■ EXTRACT TO READ:
— begin —

I can always tell when I am reaching the point of exhaustion, because I say the opposite of everything I am thinking, and this is been becoming more and more frequent. “Widen” becomes “narrow” and “hard” becomes “soft” and “north” becomes “south” — you get the picture. Tom has been correcting me a lot these past few days. “Did you mean to say (insert word here), honey?” He will ask. Now I am to the point where I can no longer speak my thoughts coherently, and it’s getting worse. Late last week, while I was emailing someone, I realized I had started doing it in my typing. I’m no longer coherent.

— end —

■ REQUIRED ACTIONS:
[a] Reproduce the part of the exhaustion passage between "I can always" and "no longer coherent.", inclusive.
[b] Answer these questions about the exhaustion passage:
(i) What does "north" become?
(ii) Who has been correcting the writer these past few days?
(iii) When did the writer realize the mix-ups had started showing up in typing?

■ DATA PROVIDED:
— begin —

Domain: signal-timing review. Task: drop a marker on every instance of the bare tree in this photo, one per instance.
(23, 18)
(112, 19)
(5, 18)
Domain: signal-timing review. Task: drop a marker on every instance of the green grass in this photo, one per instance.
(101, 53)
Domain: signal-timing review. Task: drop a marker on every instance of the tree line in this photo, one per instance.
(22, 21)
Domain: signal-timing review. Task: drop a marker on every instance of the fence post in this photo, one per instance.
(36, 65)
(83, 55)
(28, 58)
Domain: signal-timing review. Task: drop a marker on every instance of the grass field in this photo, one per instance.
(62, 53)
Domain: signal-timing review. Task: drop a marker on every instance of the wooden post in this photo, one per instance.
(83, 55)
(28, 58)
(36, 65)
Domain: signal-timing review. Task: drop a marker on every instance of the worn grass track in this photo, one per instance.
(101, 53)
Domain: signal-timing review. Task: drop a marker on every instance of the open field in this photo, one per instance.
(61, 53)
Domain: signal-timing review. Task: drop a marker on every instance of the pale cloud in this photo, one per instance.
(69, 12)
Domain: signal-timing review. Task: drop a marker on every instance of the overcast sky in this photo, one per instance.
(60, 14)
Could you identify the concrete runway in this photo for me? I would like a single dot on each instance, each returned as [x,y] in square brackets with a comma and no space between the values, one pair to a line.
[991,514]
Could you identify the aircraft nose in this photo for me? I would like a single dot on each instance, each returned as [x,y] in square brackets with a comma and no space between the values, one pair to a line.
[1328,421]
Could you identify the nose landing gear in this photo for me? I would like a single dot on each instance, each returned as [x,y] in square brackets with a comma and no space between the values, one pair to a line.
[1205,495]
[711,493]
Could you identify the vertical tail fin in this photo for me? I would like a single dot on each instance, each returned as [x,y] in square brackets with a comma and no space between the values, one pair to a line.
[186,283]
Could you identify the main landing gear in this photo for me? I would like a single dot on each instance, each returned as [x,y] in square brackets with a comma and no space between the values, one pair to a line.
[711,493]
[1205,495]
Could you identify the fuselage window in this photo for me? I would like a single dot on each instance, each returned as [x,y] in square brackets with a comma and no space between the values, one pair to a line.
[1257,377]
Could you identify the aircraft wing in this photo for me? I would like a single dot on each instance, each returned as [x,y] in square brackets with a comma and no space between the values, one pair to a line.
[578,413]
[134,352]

— end —

■ SOLUTIONS:
[a]
I can always tell when I am reaching the point of exhaustion, because I say the opposite of everything I am thinking, and this is been becoming more and more frequent. “Widen” becomes “narrow” and “hard” becomes “soft” and “north” becomes “south” — you get the picture. Tom has been correcting me a lot these past few days. “Did you mean to say (insert word here), honey?” He will ask. Now I am to the point where I can no longer speak my thoughts coherently, and it’s getting worse. Late last week, while I was emailing someone, I realized I had started doing it in my typing. I’m no longer coherent.

[b]
(i) "South."
(ii) Tom.
(iii) Late last week, while emailing someone.